_PROBLEM DETAILS_
Repeat everything in the listing exactly, except for the images.
*** EXERCISE MATERIAL Section Begins ***
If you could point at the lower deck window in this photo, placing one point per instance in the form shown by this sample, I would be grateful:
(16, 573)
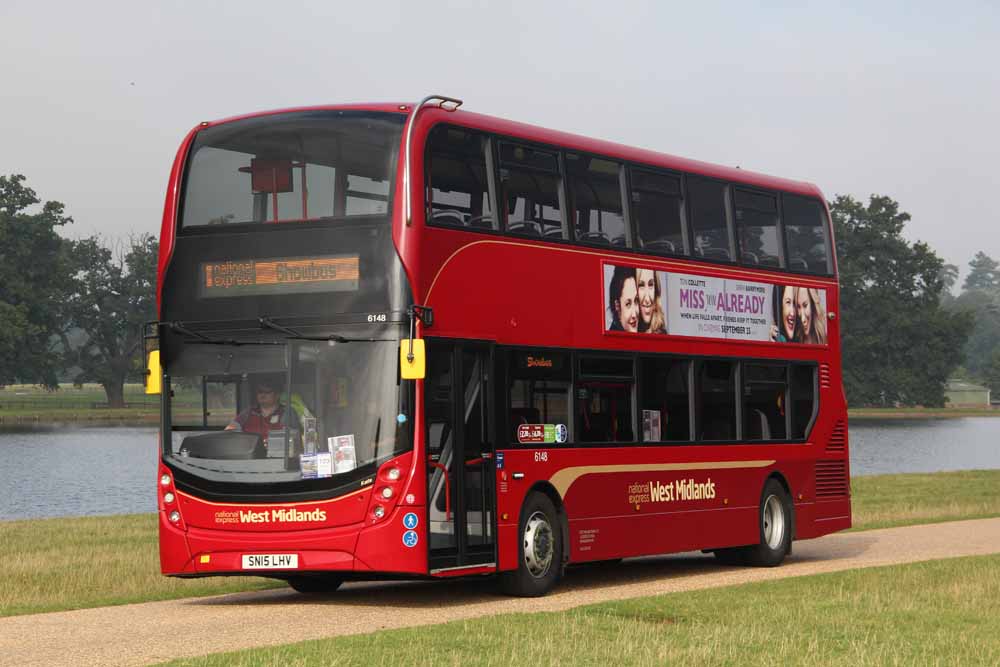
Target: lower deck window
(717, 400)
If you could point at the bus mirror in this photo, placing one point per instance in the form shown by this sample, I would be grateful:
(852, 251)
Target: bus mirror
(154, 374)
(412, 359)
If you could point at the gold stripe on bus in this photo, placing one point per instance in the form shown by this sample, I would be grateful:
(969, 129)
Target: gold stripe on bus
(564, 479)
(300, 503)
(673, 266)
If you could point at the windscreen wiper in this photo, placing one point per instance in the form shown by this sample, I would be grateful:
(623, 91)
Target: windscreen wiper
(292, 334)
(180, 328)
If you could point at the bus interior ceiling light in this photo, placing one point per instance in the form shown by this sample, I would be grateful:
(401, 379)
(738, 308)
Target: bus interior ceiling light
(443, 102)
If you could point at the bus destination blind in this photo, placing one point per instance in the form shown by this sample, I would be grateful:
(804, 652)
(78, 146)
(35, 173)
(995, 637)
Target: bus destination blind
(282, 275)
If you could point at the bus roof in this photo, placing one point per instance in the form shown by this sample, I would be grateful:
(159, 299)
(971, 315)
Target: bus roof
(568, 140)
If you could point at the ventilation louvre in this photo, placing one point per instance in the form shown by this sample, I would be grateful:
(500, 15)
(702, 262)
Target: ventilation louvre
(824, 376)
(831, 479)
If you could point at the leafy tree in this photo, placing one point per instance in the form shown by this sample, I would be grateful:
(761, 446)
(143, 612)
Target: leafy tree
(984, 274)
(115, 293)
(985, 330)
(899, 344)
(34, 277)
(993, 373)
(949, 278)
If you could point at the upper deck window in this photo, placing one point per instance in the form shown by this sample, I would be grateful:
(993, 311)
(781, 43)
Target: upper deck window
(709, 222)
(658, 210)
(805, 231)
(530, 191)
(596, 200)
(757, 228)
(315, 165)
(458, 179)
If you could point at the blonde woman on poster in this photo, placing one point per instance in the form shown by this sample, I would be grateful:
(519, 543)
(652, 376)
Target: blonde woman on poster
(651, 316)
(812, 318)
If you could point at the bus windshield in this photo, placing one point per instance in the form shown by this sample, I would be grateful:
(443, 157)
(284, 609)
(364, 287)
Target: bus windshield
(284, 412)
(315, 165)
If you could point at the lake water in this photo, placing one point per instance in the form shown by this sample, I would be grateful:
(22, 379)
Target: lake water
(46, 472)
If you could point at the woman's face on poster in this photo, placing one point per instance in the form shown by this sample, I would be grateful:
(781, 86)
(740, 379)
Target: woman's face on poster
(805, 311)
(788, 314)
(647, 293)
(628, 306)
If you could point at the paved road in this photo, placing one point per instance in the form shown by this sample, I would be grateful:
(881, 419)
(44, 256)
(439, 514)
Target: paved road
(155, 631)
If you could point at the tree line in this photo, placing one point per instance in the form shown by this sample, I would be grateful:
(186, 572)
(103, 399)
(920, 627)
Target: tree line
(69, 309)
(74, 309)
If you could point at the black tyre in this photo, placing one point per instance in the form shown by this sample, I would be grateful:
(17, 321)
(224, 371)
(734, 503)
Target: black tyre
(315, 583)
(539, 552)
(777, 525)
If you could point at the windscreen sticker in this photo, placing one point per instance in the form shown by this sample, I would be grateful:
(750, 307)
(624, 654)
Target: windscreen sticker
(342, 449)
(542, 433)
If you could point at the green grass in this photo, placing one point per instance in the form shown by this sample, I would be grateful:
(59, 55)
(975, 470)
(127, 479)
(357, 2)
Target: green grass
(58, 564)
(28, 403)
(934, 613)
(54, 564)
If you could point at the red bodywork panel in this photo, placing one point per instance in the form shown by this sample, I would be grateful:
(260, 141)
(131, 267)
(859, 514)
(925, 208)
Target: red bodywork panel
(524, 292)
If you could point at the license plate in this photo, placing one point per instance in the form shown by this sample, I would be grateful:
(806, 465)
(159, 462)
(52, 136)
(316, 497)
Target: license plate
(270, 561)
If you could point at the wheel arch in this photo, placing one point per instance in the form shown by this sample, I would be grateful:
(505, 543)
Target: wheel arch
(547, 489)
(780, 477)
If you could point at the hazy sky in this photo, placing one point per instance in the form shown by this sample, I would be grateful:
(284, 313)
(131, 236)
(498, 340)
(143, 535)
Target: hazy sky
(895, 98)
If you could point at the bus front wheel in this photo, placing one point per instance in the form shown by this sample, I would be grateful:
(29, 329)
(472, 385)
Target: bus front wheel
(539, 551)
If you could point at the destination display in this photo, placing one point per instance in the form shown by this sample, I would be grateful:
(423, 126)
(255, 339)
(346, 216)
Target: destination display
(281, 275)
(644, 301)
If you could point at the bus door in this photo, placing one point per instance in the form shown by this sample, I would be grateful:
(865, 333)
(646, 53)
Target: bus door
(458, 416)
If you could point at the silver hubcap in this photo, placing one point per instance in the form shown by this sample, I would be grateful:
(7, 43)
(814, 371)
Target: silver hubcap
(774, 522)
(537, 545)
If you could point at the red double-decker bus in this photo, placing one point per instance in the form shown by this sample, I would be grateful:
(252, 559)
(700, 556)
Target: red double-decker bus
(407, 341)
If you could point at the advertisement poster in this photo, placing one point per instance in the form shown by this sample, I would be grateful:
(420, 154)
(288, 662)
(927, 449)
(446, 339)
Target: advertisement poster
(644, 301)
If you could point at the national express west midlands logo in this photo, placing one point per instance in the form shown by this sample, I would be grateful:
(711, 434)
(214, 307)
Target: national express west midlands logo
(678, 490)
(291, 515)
*** EXERCISE MATERIAL Section Ends ***
_EXERCISE SOLUTION_
If you could point at the lower deck window in this photo, placing one point per instance in the form shown by this sample, I would be grateful:
(16, 573)
Target: lower deck window
(717, 400)
If you could point at the bus mirror in this photo, placing one point per instance in the form shown by this sample, I would be grateful:
(852, 251)
Target: bus mirror
(154, 374)
(412, 359)
If you could point at the gold stripe on bus in this photo, placing one point per instance in the form shown by this sample, I would be grateful:
(969, 129)
Target: gold stripe on bus
(564, 479)
(300, 503)
(673, 266)
If you could point at the windscreen wiper in this photo, placing one point per instance in the form shown by this sample, I would be grateful:
(623, 91)
Target: windscreen wiper
(292, 334)
(180, 328)
If you could point at the bus interior ceiling light in this photo, placing one point per instance in the form shown by this sample, I would be grateful:
(401, 379)
(738, 308)
Target: bus interior ceiling light
(443, 102)
If you could point at the bus destination blind in this photo, placing one point per instance in the form shown by this sample, I would be grateful:
(804, 652)
(78, 146)
(35, 173)
(995, 637)
Target: bus destination blind
(282, 275)
If you could point at the bus roof in this photo, placing one point per instance in the form shown by this sample, I would be grateful:
(159, 299)
(971, 315)
Target: bus roof
(568, 140)
If you could point at the ventilation louvre in this photo, placing one point per instance in the form shown by this sample, I would be grateful:
(500, 15)
(702, 262)
Target: ventilation louvre
(824, 376)
(831, 479)
If you could point at the leafy tree in this photo, placing one point per instance in the form shown by this sample, I would be grateful:
(761, 446)
(143, 612)
Target: leafy tree
(984, 274)
(115, 293)
(985, 330)
(899, 344)
(34, 277)
(993, 373)
(949, 278)
If you could point at the upper deck window in this photo, placing one point per instance in the form shown by this sample, I would be grateful:
(993, 311)
(781, 43)
Target: upper deck window
(709, 222)
(658, 210)
(805, 231)
(530, 191)
(596, 200)
(757, 228)
(315, 165)
(458, 179)
If you could point at the blonde woman on poster in this photo, placing one point per instance in the form shown by this sample, I would be grateful:
(519, 543)
(652, 376)
Target: blonde woman on poster
(651, 316)
(812, 318)
If you could point at the bus windshield in this photo, placing one point per instance in the form shown by this sample, I would be grateful:
(443, 157)
(284, 609)
(364, 287)
Target: bus windshield
(284, 412)
(315, 165)
If you could point at the lake water in this photo, placing one point per instance in the form shown by this sample, I would be grateful:
(22, 379)
Target: lake water
(46, 472)
If you could point at the woman's face on poster in this photo, placing one point per instance in the form shown by this sample, I would be grateful:
(781, 86)
(740, 379)
Target: woman's face on poster
(805, 311)
(788, 314)
(647, 293)
(628, 306)
If you could point at the paved road in this photo, placing one point per instance in the form shown by this sample, I would be grateful:
(881, 419)
(44, 256)
(439, 514)
Target: paved road
(155, 631)
If you could point at the tree line in this photo, placing one point per instance in the form shown by this sample, I would be grateful:
(186, 572)
(103, 399)
(920, 627)
Target: tree line
(69, 309)
(74, 309)
If you could point at the black tyre in this photo, placing one point per instance in the form shown by this sample, I would be grateful:
(17, 321)
(224, 371)
(734, 503)
Target: black tyre
(315, 583)
(539, 552)
(777, 525)
If you could point at the windscreen sticker in this photo, placing one point per instance in the form shown by this sample, I would be grateful:
(750, 307)
(624, 654)
Target: windscreen sticker
(342, 449)
(542, 433)
If you could point at the green grass in this photo, placing one point per instance in the form shown by this sample, I would be grateful:
(59, 55)
(975, 470)
(127, 479)
(357, 2)
Target: green grass
(58, 564)
(28, 403)
(934, 613)
(54, 564)
If you could point at the red bodywork panel in this photo, placing one point per instance in the form shown by this sample, I would be grateful:
(260, 141)
(131, 267)
(859, 514)
(925, 208)
Target: red bodywork panel
(524, 292)
If you could point at the license plate in this photo, placing one point per instance in the form shown by this sample, I would be grateful:
(806, 465)
(159, 462)
(52, 136)
(316, 497)
Target: license plate
(270, 561)
If you could point at the wheel arch in this photo, placing one point per instance in the form shown by this sample, I would be grateful:
(505, 543)
Target: wheel arch
(547, 489)
(780, 477)
If you could point at the hazy sky in this photo, placing one point per instance in the form shown by this sample, I would be grateful:
(284, 313)
(131, 236)
(498, 340)
(143, 535)
Target: hazy sky
(895, 98)
If you could point at the bus front wheel in this photo, placing one point per instance in the form shown by this sample, I would be grateful:
(29, 329)
(472, 385)
Target: bus front wheel
(539, 551)
If you could point at the destination display in this photo, placing one point per instance in the form shown by this sample, I would be grateful:
(423, 126)
(255, 339)
(346, 216)
Target: destination display
(281, 275)
(644, 301)
If you could point at the bus door in this photo, placing one point per instance in the form shown by this sample, I would be grateful:
(865, 333)
(646, 53)
Target: bus door
(458, 416)
If you could point at the silver hubcap in this photo, placing one point per instance in the form shown by this sample, I would be grateful:
(7, 43)
(814, 371)
Target: silver hubcap
(774, 522)
(537, 545)
If you could point at the red double-decker bus in this photo, placing one point per instance in the form shown by this sample, I would be grateful:
(252, 559)
(700, 556)
Target: red double-decker bus
(407, 341)
If you could point at the advertisement poster in this photo, placing one point per instance in the form shown by this sample, I would be grateful:
(420, 154)
(288, 662)
(927, 449)
(446, 339)
Target: advertisement poster
(644, 301)
If you could point at the national express west midlands logo in this photo, placing one point per instance in the form shown by this sample, I would be grateful:
(711, 434)
(214, 307)
Target: national express west midlands logo
(678, 490)
(291, 515)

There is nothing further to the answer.